▶ Extracted entries:
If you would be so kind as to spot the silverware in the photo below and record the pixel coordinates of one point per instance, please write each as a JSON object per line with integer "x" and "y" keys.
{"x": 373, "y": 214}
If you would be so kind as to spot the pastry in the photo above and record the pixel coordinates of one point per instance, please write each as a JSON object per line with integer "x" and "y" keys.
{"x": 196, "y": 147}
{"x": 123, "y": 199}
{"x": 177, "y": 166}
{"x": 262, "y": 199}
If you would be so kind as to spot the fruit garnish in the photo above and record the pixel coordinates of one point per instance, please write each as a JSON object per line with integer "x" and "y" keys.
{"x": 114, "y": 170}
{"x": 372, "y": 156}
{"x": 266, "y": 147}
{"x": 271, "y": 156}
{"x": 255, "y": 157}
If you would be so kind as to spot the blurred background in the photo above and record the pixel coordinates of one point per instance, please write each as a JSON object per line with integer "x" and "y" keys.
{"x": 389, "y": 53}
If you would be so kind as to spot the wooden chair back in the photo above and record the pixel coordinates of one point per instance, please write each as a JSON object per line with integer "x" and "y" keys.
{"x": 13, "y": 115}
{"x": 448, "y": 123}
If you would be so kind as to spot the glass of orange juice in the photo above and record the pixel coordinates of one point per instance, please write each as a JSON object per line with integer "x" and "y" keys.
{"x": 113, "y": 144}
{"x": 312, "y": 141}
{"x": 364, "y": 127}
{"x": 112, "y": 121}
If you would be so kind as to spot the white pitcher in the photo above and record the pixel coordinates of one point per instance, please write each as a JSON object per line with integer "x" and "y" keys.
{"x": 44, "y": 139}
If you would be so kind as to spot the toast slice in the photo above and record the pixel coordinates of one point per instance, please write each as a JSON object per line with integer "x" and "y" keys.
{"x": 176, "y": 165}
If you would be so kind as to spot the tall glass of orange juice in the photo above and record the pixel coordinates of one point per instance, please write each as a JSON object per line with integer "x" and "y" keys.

▶ The problem:
Set down exactly, and only, the lines from the one with "If you would be so kind as to spot the wooden" to the final line of the data.

▶ Your solution:
If you would be so kind as to spot the wooden chair back in the photo above and record the pixel coordinates of one point per instance, please write each as a JSON object per line with integer "x" and "y" keys.
{"x": 13, "y": 115}
{"x": 448, "y": 123}
If you would be so kind as to spot the glass of orange juice in the photo above and record the pixel coordinates of one point per instance, please write each as a JSON object per line with integer "x" and "y" keys.
{"x": 113, "y": 144}
{"x": 312, "y": 141}
{"x": 364, "y": 127}
{"x": 112, "y": 121}
If you would be so kind as to spot the white pitcher in the photo above and record the pixel coordinates of one point per instance, please write each as a JSON object per line with integer "x" and "y" keys.
{"x": 44, "y": 139}
If you would be so kind as to spot the toast slice in the photo above and record the pixel coordinates of one point per instance, please write each as a JSON object per line with integer "x" and "y" keys.
{"x": 176, "y": 165}
If you would be so kind as to spot the tall glass of orange juice in the photo above and record the pixel coordinates of one point per instance, please write each as a JSON object per line with integer "x" and "y" keys.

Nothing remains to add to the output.